• TASK BRIEF: Every record below is to be repeated exactly, with the pictures left out.

• PROVIDED DATA:
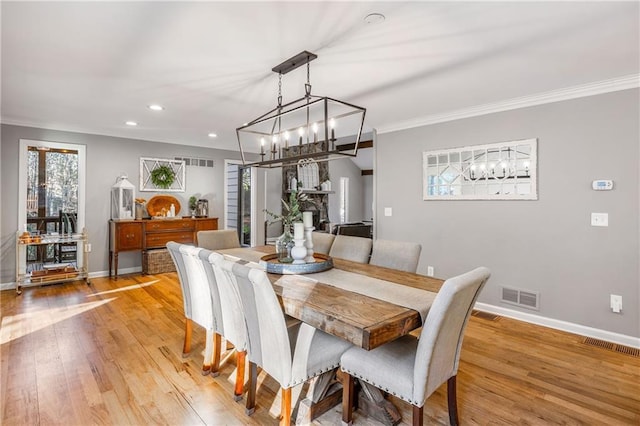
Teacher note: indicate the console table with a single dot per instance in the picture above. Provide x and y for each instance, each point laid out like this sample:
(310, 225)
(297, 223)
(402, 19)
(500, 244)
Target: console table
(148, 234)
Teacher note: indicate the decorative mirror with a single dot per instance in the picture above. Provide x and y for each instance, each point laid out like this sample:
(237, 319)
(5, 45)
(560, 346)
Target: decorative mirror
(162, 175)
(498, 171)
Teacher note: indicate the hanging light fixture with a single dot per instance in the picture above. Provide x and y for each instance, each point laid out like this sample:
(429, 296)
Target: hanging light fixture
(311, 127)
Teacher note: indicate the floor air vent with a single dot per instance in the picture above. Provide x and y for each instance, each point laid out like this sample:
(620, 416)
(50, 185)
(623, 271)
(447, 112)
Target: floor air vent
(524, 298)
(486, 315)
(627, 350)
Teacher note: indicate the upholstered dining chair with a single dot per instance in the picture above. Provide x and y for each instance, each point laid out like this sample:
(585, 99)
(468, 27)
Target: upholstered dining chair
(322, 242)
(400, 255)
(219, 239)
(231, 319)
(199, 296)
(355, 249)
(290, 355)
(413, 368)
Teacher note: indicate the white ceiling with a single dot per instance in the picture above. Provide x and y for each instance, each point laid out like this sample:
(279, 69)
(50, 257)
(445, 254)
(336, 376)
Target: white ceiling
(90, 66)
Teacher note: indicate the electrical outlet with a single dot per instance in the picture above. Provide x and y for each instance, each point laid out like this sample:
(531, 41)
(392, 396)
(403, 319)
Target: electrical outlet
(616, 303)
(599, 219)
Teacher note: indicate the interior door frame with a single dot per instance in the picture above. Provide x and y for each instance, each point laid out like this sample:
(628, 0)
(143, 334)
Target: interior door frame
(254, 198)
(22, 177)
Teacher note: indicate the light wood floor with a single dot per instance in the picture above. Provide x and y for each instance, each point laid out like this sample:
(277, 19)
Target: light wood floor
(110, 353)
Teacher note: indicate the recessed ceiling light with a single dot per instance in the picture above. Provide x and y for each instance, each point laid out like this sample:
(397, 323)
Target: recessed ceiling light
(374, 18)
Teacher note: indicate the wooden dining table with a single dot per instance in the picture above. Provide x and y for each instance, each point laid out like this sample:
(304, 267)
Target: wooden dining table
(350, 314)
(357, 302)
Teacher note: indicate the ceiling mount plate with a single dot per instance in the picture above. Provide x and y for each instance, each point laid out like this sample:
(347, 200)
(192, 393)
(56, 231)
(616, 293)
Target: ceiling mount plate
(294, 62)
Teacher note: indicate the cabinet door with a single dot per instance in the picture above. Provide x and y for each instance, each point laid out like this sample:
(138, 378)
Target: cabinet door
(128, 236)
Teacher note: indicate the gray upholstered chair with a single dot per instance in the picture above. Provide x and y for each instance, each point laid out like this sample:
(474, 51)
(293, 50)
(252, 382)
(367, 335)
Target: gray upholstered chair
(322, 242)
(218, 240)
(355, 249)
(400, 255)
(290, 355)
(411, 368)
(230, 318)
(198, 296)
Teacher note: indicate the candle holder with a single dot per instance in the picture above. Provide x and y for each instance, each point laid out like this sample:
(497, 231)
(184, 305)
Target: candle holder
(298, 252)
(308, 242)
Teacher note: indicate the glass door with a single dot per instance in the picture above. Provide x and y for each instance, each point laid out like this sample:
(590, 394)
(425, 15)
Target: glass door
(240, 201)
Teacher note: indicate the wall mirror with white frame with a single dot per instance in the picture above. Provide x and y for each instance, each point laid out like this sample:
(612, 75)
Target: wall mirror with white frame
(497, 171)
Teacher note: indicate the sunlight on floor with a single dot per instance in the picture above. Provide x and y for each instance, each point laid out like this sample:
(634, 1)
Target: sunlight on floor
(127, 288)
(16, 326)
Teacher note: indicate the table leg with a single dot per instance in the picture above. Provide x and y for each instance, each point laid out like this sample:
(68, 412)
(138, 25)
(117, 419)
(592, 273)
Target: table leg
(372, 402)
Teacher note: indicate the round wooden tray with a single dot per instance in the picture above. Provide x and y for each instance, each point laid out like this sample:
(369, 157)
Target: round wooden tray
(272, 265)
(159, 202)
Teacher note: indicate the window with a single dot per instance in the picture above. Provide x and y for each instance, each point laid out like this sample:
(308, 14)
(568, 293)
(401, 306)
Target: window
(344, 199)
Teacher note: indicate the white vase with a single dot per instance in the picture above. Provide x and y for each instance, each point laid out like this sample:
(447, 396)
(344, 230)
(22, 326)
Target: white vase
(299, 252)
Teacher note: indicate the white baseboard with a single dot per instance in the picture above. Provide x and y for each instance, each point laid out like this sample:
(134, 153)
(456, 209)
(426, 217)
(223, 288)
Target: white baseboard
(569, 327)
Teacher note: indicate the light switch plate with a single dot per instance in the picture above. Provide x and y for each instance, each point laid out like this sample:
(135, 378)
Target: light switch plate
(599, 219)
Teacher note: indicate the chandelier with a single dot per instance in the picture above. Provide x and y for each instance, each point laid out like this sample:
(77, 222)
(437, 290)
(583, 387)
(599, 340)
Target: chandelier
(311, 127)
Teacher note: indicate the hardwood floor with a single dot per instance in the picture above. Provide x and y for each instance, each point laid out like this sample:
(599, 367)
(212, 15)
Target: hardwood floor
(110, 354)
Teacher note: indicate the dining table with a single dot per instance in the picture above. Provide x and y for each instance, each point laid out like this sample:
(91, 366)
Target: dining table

• SOLUTION TO THIS EXERCISE:
Teacher note: indicate the console table with a single dot per instance in the picture above. Provide x and y for each instance, each point laid out like this sample:
(310, 225)
(297, 223)
(402, 19)
(500, 244)
Target: console table
(148, 234)
Teacher note: indicate the decorative mirror with a single dot per instance in the picture above. Provide x and y for each instance, each point laid out like this sample:
(237, 319)
(5, 45)
(560, 346)
Target: decorative mirror
(162, 175)
(498, 171)
Teacher note: indicate the hanging light fixture with a single dot per instance in the picture above. Provide x and y for each instance, each point laid out like this sample:
(429, 296)
Target: hanging light fixture
(311, 127)
Teacher note: indicate the floor air vent with a single dot per instance in the picture above. Provide x and y for each instance, each point laid out like this sample:
(620, 416)
(50, 185)
(623, 271)
(447, 112)
Target: floor air vent
(524, 298)
(486, 315)
(627, 350)
Teacher note: indicate the upholstered dining chair with a single dot per instance in the picture above. Provide x and y for each instance, each point laid out like this sample:
(585, 99)
(468, 27)
Target: upholstered dining chair
(322, 242)
(400, 255)
(219, 239)
(231, 319)
(199, 296)
(355, 249)
(290, 355)
(413, 368)
Teacher note: indicate the white ceiling with a single dot per instance in the picture above. Provide x and y for each instance, each point laid out like this sample:
(279, 69)
(50, 257)
(445, 254)
(336, 376)
Target: white ceiling
(90, 66)
Teacher note: indicate the electrical outlet with a single dot per instance in the picture above. Provide x and y for each instance, each point laid out like this sample:
(531, 41)
(392, 396)
(403, 319)
Target: electrical outlet
(616, 303)
(599, 219)
Teacher note: indicate the interior door frame with a single dot per instance in the picture above. Provide x and y for each instance, each point laid out like this sample:
(628, 0)
(143, 334)
Target: interior door frame
(254, 198)
(22, 177)
Teacher note: indicate the light wood floor with a single dot per instance in the picture above. Provide x and y for each instance, each point laid out like this sample:
(277, 19)
Target: light wood floor
(110, 353)
Teacher note: indicate the recessed ceiling light with a single dot per instance in the picture above. Provide x and y for each instance, each point laid out like this sample:
(397, 323)
Target: recessed ceiling light
(374, 18)
Teacher note: indicate the wooden dining table with a single dot per instance in the picture above. Provide x and y for each instance, each point laid out like this sample:
(304, 267)
Target: wooden dining table
(350, 314)
(357, 302)
Teacher note: indicate the ceiling mount plate with a single dot per instance in the picture above. Provide x and y for each instance, each point laid out like this sample:
(347, 200)
(192, 393)
(56, 231)
(616, 293)
Target: ceiling mount plate
(294, 62)
Teacher note: indicate the cabinet door with a single dot per instance in the picture above. Provide x and y for each instance, each point laid out like this sample:
(138, 378)
Target: cabinet door
(128, 236)
Teacher note: indicate the gray upholstered chair with a single dot per instance in the picture above. Provide x and y for each instance, each point laid out like this sample:
(474, 51)
(293, 50)
(252, 382)
(367, 335)
Target: gray upholstered chair
(322, 242)
(218, 240)
(355, 249)
(400, 255)
(290, 355)
(411, 368)
(230, 318)
(198, 296)
Teacher note: indicate the candle holder with a single dot per instance in the picture above. Provide x and y for each instance, each point laid out like this sample:
(497, 231)
(184, 305)
Target: candle holder
(298, 252)
(308, 242)
Teacher note: indicate the glass door with a single dot per instance in the picture above. Provide x and y for each instance, each point laid out like this sample:
(590, 394)
(425, 15)
Target: glass door
(240, 201)
Teacher note: indicate the wall mirror with white frame with a single dot per instance in the picture above. Provide x and y for each instance, each point laid out like this sample:
(612, 75)
Target: wall mirror with white frame
(497, 171)
Teacher note: indicate the sunlight on floor with a single dot per instance in the picture above. Provide x and y for each instance, each point laid out like this sample:
(634, 1)
Target: sunlight on floor
(127, 288)
(16, 326)
Teacher note: indicate the table leg with a single dot per instance in the picture above. Provide x and y for each instance, each point laid out like this sample:
(68, 412)
(138, 25)
(117, 419)
(592, 273)
Target: table leg
(372, 402)
Teacher note: indicate the round wooden tray with a single dot per instance in the picture above. Provide x and y for each instance, each point laid out like this sample:
(369, 157)
Target: round wooden tray
(272, 265)
(159, 202)
Teacher note: indicate the window with a single dot per instance in the picture above. Provide x and y for each instance, each point laid out like this sample:
(308, 14)
(568, 293)
(401, 306)
Target: window
(344, 199)
Teacher note: indicate the white vase with a single dot per instance in the picture above. Provide x and y for each instance, each point laid out like this sample:
(447, 396)
(344, 230)
(22, 326)
Target: white vase
(299, 252)
Teacher note: indicate the white baseboard with a single dot per instance in the picture above. Provide x and y for each instance, each point laid out like this sample:
(134, 153)
(456, 209)
(426, 217)
(223, 288)
Target: white baseboard
(569, 327)
Teacher note: indicate the light switch plate with a single dot per instance in the picture above. Provide x and y for each instance, each point laid out like this sample:
(135, 378)
Target: light switch plate
(599, 219)
Teacher note: indicate the chandelier with a single dot per instance in the picture above. Provide x and y for each instance, each point laid out like this sample:
(77, 222)
(437, 290)
(583, 387)
(599, 340)
Target: chandelier
(311, 127)
Teacher note: indicate the hardwood floor with a single dot per instance in the picture above. Provide x and y for each instance, each point laid out like this sample:
(599, 367)
(212, 15)
Target: hardwood floor
(110, 354)
Teacher note: indicate the dining table with a single dot per instance in the picture above. Provide x and y for each instance, each point laid out like this sample:
(91, 366)
Target: dining table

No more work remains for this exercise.